(TASK INSTRUCTIONS)
1. Say whether each statement agrees with the passage on infection specificity, answering yes or no and quoting the deciding words of the passage: (a) the SARS-CoV-2 analysis drew on the three severe patients; (b) for hMPV, each metacell's expected total vUMI count was computed; (c) a cell counted as vUMI+ when it had more than 10 viral UMI.
2. Reproduce the stretch of the passage on infection specificity from "Testing for infection" through "in Table S2.".

(EXCERPTED TEXT)

****************

Testing for infection specificity in COVID-19 BAL dataset

To test for SARS-CoV-2 infection specificity in different cell populations, we computed for each metacell the total number of host UMIs (hUMI) and viral UMIs (vUMI) in the three severe patients (S1-3). We then computed for each metacell its expected vUMI cout, based on its total UMI count (hUMI + vUMI) and the total vUMI proportion across all cells. Figure 4C shows log2 fold change between the observed and expected UMI in each metacell, after adding a regularization factor ( = 5) for each factor. Log2 fold change for the 27 subsets in Figure 3A, and calculated for each severe patient separately is shown in Table S2.

Testing for hMPV infection specificity was done in a similar manner. However, since UMI distribution across cells was abundant and heavy-tailed, we computed for each metacell the expected number of vUMI+ cells instead of its total vUMI count. A cell was determined vUMI+ if it had more than 10 viral UMI, as determined by automatic thresholding (Figure 4F). Figure 4G shows log2 fold change between the observed and expected vUMI+ cells in each metacell, after adding a regularization factor ( = 5) for each factor.

****************

(DATA EXTRACTS)
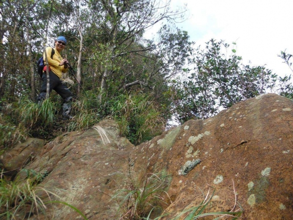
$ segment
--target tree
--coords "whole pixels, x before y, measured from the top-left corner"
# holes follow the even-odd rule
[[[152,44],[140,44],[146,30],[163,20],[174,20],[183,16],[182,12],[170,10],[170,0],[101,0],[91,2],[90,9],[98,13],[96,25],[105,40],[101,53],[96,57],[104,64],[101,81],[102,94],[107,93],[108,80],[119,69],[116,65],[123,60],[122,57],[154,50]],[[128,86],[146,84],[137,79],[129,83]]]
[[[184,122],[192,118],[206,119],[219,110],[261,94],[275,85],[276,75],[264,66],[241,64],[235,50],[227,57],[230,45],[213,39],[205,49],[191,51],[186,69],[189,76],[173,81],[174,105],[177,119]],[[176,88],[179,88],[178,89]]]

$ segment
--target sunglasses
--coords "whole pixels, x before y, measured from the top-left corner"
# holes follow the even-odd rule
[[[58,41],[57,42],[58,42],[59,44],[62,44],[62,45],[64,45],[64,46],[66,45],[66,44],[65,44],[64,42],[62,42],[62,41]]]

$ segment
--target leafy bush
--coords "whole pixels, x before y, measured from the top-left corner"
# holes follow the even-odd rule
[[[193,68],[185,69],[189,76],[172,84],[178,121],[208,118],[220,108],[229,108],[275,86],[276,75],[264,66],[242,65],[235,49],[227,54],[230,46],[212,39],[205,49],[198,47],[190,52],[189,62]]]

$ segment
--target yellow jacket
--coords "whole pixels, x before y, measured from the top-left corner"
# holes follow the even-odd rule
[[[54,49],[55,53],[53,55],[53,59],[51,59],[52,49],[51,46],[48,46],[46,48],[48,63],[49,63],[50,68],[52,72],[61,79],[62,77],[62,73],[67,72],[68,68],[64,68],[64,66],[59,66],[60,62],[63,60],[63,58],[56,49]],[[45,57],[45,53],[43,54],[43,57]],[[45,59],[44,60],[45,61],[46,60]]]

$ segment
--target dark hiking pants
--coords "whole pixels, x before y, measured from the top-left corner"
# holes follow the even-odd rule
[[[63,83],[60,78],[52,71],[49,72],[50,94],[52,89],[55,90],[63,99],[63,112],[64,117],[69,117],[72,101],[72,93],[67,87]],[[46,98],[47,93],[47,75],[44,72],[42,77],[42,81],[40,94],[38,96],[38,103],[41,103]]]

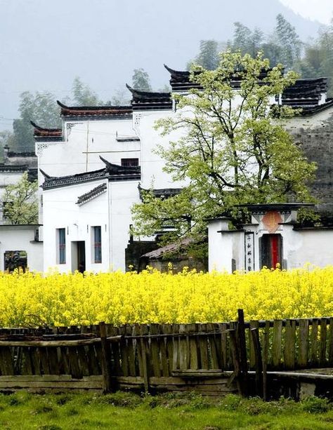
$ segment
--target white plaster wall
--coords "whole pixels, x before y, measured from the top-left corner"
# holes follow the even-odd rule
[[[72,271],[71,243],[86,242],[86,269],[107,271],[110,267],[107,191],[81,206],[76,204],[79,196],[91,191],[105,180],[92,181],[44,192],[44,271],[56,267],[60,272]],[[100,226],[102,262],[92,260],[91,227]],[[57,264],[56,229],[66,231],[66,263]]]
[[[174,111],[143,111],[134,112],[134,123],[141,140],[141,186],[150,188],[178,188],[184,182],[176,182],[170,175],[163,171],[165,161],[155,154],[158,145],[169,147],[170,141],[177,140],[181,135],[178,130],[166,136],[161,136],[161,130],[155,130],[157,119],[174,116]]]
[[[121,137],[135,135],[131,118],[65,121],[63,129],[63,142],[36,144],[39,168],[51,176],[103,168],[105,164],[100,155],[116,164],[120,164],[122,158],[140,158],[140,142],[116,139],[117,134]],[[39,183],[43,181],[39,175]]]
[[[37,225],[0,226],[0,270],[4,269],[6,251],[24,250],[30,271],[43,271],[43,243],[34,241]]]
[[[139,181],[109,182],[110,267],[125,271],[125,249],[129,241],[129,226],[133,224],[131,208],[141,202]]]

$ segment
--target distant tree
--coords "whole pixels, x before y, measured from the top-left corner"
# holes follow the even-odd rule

****************

(TASK RESPONSES)
1.
(a) Yes: "in the three severe patients (S1-3)"
(b) No: "we computed for each metacell the expected number of vUMI+ cells instead of its total vUMI count"
(c) Yes: "A cell was determined vUMI+ if it had more than 10 viral UMI"

2.
Testing for infection specificity in COVID-19 BAL dataset

To test for SARS-CoV-2 infection specificity in different cell populations, we computed for each metacell the total number of host UMIs (hUMI) and viral UMIs (vUMI) in the three severe patients (S1-3). We then computed for each metacell its expected vUMI cout, based on its total UMI count (hUMI + vUMI) and the total vUMI proportion across all cells. Figure 4C shows log2 fold change between the observed and expected UMI in each metacell, after adding a regularization factor ( = 5) for each factor. Log2 fold change for the 27 subsets in Figure 3A, and calculated for each severe patient separately is shown in Table S2.